Passage provided:
As the Times notes, a U.S. attack on Iran would likely occur at a desert stockpile in Natanz, where there was a fire this summer caused by an “act of sabotage,” according to Iran’s Atomic Energy Organization. But after Pompeo and the chairman of the Joint Chiefs of Staff Mark A. Milley detailed the risks of a military strike, officials “left the meeting believing a missile attack inside Iran was off the table, according to administration officials with knowledge of the meeting.” However, officials also told the paper that the president might still be considering options for hitting Iranian assets, including those in Iraq. In January, Baghdad served as the unfortunate setting for a series of strikes that began with Trump ordering a strike on the Iranian general Qasem Soleimani, an act of aggression that the United Nations deemed “unlawful.”

As the president refuses to cooperate with the incoming administration and changes policy in an apparent effort to frustrate President-elect Joe Biden’s early goals, any future actions related to Iran could be, in part, a move to make it more difficult for Biden to revive the Iran deal. Unlike some of Trump’s other lame-duck tweaks, such an action could have serious consequences for our relations with Iraq — the likely setting, again, for any possible conflict — and Iran, as the anniversary of Soleimani’s death approaches. As the Times notes, Iranian leaders “regularly insist” that they have “not yet avenged” his extrajudicial death.

Extracted data:
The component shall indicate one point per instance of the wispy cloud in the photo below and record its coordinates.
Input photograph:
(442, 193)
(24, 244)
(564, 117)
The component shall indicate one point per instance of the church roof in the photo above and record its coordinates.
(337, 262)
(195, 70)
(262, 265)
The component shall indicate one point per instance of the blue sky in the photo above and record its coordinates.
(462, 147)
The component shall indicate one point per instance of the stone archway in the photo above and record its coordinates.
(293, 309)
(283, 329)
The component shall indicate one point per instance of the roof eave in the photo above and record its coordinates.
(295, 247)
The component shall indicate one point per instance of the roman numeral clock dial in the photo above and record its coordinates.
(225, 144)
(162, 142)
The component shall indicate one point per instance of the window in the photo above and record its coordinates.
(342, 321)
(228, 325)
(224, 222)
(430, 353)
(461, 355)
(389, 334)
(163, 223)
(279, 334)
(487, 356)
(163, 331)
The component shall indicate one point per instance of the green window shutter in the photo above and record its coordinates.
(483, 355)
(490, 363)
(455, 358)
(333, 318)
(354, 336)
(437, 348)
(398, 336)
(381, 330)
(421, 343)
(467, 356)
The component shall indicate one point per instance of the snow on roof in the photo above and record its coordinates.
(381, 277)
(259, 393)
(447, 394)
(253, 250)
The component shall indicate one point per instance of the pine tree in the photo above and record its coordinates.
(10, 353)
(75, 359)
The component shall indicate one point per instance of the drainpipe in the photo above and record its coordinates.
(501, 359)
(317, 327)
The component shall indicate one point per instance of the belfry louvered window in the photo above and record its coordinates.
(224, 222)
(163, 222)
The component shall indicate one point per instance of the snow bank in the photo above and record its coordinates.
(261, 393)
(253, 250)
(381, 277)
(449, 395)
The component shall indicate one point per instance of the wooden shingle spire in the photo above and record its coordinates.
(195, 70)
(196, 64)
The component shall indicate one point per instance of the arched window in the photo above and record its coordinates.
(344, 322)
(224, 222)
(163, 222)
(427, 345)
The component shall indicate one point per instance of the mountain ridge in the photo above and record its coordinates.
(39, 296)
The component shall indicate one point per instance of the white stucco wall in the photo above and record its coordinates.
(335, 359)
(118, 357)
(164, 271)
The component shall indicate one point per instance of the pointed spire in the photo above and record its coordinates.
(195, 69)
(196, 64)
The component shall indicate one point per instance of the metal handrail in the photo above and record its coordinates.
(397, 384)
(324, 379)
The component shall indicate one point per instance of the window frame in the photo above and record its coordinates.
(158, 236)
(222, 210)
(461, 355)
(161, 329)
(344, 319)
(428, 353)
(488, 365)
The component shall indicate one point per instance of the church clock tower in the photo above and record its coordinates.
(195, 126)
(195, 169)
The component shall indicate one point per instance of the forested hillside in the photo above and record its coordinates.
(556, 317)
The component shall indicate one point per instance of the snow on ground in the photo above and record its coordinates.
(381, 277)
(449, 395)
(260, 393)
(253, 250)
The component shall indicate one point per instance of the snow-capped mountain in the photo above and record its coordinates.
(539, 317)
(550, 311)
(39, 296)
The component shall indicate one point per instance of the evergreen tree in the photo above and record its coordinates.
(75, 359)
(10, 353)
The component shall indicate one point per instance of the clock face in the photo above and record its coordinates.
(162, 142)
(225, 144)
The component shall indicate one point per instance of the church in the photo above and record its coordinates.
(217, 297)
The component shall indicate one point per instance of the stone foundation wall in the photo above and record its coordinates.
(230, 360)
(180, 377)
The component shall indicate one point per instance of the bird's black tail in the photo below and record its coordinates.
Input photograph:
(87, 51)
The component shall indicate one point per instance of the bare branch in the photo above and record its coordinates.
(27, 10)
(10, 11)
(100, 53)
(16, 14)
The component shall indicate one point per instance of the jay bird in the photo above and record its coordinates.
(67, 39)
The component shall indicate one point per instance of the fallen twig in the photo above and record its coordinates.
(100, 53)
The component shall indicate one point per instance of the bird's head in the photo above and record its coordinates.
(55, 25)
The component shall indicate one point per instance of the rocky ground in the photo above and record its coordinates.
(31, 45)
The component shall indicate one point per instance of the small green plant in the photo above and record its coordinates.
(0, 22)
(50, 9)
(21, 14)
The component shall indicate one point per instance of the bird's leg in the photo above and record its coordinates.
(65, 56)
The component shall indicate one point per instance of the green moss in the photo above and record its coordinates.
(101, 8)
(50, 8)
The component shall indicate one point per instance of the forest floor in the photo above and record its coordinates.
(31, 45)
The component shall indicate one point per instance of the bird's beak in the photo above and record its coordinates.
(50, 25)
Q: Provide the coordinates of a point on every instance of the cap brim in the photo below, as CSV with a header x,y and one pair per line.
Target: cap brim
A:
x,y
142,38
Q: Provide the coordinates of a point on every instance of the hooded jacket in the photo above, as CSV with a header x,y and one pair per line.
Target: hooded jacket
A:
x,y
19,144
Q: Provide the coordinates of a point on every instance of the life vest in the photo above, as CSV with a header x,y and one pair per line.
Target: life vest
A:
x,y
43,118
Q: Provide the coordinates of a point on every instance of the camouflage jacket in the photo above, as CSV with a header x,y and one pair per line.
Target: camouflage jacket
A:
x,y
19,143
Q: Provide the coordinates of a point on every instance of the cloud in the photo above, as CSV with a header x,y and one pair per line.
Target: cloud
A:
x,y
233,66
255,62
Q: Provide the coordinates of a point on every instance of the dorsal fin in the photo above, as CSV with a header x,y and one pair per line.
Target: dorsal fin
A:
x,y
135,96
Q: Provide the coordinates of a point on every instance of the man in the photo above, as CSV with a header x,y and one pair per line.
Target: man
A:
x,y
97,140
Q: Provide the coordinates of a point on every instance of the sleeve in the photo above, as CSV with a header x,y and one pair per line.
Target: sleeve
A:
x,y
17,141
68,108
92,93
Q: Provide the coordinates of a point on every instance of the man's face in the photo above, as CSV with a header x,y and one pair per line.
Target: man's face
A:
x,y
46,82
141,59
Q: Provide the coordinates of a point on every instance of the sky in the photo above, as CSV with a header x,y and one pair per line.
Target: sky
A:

Stated exercise A:
List every person named in the passage on a possible U.S. strike on Iran.
Stated exercise B:
According to the passage on a possible U.S. strike on Iran, which body deemed the strike on Qasem Soleimani "unlawful"?
Stated exercise C:
From the passage on a possible U.S. strike on Iran, reproduce the part that opens with the words containing "As the president" and closes with "his extrajudicial death.".

Worked solution A:
Pompeo
Mark A. Milley
Trump
Qasem Soleimani
Joe Biden

Worked solution B:
The United Nations.

Worked solution C:
As the president refuses to cooperate with the incoming administration and changes policy in an apparent effort to frustrate President-elect Joe Biden’s early goals, any future actions related to Iran could be, in part, a move to make it more difficult for Biden to revive the Iran deal. Unlike some of Trump’s other lame-duck tweaks, such an action could have serious consequences for our relations with Iraq — the likely setting, again, for any possible conflict — and Iran, as the anniversary of Soleimani’s death approaches. As the Times notes, Iranian leaders “regularly insist” that they have “not yet avenged” his extrajudicial death.